**Excerpted passage**
+-------+

Tag Archive | He is faithful

More on longing..

Everything I am reading this week seems to direct me back to the word “longing.” It reminds me of my childhood and the deep desire I had for God. He was not acknowledged in my home but I knew He was real. The culture was different..more people openly acknowledged God in a way that has disappeared. This only deepened my longing for Him. I never heard the gospel and had no idea how to connect with this God, but my heart was being drawn by movies, music, and Christmas trees, something was happening that I could never quite understand.

He was pursuing me and I was longing for Him..looking back I can see how He planted seeds in my heart throughout the 29 years without Him. Finally we were introduced and I was free to live life fully knowing He loved me and wanted this connection as much as I did. Over 30 years have passed since that time and I still long for more of Him. Advent may be the season of longing, but our entire lives can be filled with that same desire..that same sense of anticipation.. as we live knowing that He is with us and His kingdom is here now.

+-------+

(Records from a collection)
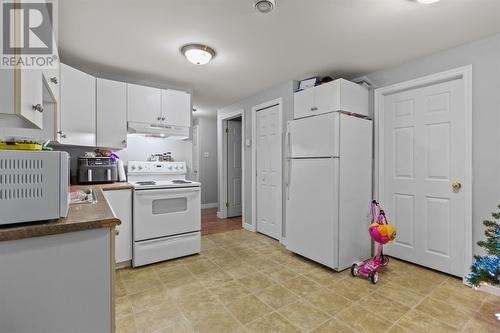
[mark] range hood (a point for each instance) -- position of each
(159, 130)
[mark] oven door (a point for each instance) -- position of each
(166, 212)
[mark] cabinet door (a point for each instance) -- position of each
(111, 114)
(121, 203)
(303, 103)
(144, 104)
(327, 97)
(176, 108)
(78, 116)
(30, 94)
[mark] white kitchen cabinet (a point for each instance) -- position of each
(144, 104)
(176, 108)
(337, 95)
(21, 98)
(50, 121)
(111, 114)
(78, 107)
(121, 203)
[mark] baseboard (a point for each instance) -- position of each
(210, 205)
(248, 227)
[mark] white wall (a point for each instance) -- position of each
(139, 148)
(285, 91)
(484, 55)
(207, 135)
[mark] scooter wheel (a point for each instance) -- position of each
(354, 270)
(385, 260)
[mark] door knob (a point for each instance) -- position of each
(456, 186)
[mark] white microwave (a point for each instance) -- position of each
(34, 185)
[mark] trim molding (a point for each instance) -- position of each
(210, 205)
(464, 73)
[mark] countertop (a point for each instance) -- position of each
(80, 217)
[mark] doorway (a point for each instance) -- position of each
(267, 178)
(423, 134)
(234, 181)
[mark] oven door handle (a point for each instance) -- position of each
(167, 191)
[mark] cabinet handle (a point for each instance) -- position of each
(38, 107)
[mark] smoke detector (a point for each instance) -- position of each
(264, 6)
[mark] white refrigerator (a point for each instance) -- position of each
(328, 188)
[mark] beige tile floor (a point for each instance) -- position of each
(246, 282)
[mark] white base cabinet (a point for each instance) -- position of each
(337, 95)
(58, 283)
(121, 203)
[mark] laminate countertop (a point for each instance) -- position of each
(80, 217)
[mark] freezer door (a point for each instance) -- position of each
(316, 136)
(312, 209)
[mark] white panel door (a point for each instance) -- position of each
(269, 171)
(424, 153)
(111, 114)
(78, 109)
(121, 203)
(144, 104)
(176, 108)
(233, 134)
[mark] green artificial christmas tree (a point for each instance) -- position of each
(486, 269)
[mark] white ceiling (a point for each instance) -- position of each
(140, 39)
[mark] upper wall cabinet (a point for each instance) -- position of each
(176, 108)
(156, 106)
(78, 107)
(337, 95)
(21, 101)
(144, 104)
(111, 114)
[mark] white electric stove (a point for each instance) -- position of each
(166, 212)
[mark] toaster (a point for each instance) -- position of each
(95, 170)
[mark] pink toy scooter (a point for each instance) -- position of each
(381, 232)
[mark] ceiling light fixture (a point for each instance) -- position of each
(198, 54)
(264, 6)
(427, 2)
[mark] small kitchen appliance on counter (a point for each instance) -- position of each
(95, 170)
(33, 185)
(167, 212)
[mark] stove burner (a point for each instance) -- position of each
(146, 183)
(181, 181)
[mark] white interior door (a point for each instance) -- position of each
(423, 152)
(196, 153)
(233, 132)
(269, 171)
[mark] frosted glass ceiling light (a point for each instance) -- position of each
(198, 54)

+-------+

**Complete the following**
a. Return, word for word, the part of the post on longing between "He was pursuing" and "is here now.", inclusive.
b. Answer these questions from the post on longing:
(i) For how many years did the writer live without Him?
(ii) How many years have passed since the writer and He were introduced?
(iii) What three things drew the writer's heart during childhood?
These records have no connection to the post on longing.

**Solved tasks**
a.
He was pursuing me and I was longing for Him..looking back I can see how He planted seeds in my heart throughout the 29 years without Him. Finally we were introduced and I was free to live life fully knowing He loved me and wanted this connection as much as I did. Over 30 years have passed since that time and I still long for more of Him. Advent may be the season of longing, but our entire lives can be filled with that same desire..that same sense of anticipation.. as we live knowing that He is with us and His kingdom is here now.

b.
(i) 29 years
(ii) Over 30 years
(iii) Movies, music, and Christmas trees